● **DATASET**:
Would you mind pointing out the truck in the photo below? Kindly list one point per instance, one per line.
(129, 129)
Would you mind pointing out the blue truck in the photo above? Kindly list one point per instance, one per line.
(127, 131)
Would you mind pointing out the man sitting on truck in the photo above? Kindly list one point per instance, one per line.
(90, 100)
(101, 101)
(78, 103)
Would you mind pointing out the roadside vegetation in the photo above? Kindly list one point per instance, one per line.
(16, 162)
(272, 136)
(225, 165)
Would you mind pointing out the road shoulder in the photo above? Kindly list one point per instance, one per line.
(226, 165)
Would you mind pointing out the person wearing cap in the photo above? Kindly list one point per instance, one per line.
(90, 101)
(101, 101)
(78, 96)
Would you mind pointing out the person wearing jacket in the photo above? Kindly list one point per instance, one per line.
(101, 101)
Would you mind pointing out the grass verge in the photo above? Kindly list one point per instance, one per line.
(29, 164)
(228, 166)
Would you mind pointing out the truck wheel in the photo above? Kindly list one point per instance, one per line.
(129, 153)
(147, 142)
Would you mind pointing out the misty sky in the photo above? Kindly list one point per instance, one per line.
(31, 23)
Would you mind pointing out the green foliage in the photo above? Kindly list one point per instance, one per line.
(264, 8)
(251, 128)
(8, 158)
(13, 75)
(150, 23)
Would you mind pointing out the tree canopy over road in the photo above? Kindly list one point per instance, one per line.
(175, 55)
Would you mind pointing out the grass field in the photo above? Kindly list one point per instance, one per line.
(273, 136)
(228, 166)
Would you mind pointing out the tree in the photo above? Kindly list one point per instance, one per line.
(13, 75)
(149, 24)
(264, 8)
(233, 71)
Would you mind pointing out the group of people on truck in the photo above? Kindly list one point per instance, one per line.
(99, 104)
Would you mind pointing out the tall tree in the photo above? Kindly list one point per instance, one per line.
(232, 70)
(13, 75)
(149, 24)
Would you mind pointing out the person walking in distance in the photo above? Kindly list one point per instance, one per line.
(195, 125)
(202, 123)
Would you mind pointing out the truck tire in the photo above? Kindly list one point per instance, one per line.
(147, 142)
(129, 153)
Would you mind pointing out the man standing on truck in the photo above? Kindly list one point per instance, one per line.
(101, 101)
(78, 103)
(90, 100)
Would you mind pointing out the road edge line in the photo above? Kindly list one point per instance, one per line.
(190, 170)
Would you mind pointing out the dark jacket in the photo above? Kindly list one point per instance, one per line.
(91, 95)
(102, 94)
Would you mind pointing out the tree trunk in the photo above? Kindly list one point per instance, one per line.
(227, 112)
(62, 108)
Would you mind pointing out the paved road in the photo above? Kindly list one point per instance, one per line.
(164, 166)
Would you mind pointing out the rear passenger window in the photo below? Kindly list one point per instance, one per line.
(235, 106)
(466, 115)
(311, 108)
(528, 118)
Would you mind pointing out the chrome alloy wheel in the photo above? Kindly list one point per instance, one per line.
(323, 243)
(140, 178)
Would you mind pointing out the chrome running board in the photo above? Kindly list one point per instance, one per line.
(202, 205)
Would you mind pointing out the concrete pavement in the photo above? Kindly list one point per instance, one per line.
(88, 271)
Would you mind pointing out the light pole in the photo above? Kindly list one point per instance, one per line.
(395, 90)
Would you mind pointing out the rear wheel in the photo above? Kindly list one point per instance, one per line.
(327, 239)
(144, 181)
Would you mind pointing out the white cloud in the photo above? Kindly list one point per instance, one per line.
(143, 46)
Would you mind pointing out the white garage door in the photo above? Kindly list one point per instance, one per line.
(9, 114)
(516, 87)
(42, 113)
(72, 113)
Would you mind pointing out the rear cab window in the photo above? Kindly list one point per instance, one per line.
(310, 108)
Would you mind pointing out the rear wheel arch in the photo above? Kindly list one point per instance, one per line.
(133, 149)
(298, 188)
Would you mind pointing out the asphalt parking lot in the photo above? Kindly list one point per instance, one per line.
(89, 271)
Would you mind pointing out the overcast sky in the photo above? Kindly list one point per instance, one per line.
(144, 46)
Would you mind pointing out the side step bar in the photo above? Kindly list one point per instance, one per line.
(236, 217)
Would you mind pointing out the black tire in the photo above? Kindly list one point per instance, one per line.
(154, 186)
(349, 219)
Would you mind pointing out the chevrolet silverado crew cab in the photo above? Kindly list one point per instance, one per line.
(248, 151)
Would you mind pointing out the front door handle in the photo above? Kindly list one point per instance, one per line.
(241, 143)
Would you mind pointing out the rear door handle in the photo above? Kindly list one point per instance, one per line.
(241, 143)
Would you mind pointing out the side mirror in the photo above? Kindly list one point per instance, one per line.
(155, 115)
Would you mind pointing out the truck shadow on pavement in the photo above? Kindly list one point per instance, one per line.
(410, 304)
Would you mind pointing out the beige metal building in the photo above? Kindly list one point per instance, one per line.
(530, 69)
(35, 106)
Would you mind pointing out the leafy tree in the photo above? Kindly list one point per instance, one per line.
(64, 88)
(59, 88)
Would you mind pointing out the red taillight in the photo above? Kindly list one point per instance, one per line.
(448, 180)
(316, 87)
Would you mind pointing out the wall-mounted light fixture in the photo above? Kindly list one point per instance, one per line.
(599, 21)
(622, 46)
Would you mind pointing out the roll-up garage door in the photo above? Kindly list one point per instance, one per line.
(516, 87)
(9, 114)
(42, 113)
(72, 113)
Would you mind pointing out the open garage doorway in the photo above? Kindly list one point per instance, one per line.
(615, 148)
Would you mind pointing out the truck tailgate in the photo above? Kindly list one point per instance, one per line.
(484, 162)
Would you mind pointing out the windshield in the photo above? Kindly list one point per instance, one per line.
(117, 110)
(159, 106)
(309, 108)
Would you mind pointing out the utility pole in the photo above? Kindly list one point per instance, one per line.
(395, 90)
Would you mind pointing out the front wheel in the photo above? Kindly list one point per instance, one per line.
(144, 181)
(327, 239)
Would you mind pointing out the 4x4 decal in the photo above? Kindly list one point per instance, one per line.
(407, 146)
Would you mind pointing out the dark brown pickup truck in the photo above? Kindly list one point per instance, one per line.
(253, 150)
...
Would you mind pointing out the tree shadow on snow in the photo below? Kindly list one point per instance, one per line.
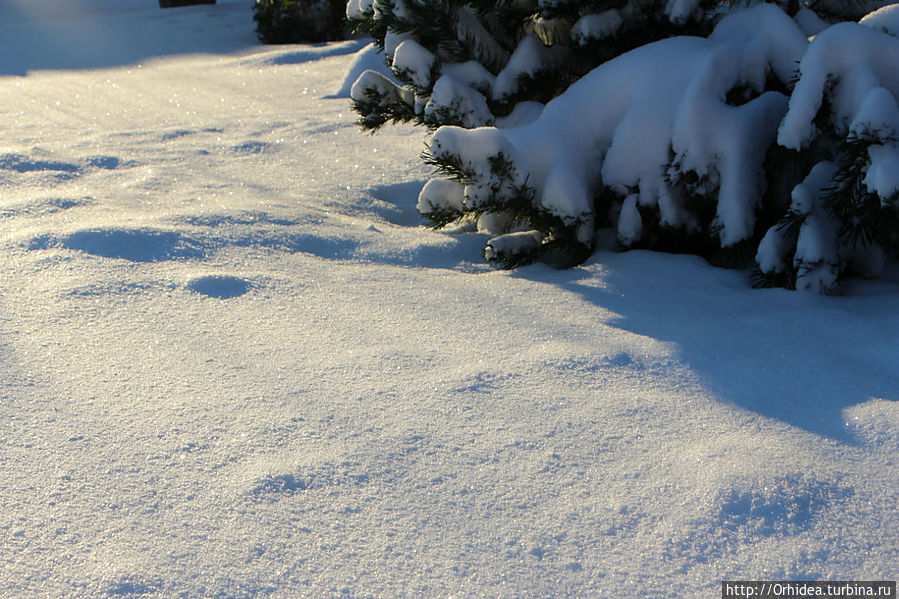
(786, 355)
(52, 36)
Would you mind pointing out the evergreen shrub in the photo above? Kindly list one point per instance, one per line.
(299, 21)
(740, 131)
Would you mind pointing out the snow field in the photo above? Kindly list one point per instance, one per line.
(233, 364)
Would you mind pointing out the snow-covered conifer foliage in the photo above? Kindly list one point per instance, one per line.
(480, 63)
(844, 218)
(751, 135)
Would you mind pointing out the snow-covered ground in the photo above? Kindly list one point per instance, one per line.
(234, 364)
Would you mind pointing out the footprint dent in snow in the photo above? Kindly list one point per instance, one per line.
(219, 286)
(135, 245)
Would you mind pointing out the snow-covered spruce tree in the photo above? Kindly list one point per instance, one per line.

● **TASK GOAL**:
Copy the part that opens with the line containing "Would you mind pointing out the snow-covered ground" and closes with the line containing "Would you mind pointing out the snow-covered spruce", switching "footprint" to "boot print" and leaving everything else as it is.

● **REPLY TO THE EXERCISE**:
Would you mind pointing out the snow-covered ground in the photo above? Kindly list one point per instance, one per line.
(234, 364)
Would you mind pointing out the boot print dent in snow in the photo above? Kindly list one point per instance, one per line.
(219, 286)
(135, 245)
Would you mind pointing out the snow-covered spruce tree in the photo above? Kindly list one point per instance, one per line.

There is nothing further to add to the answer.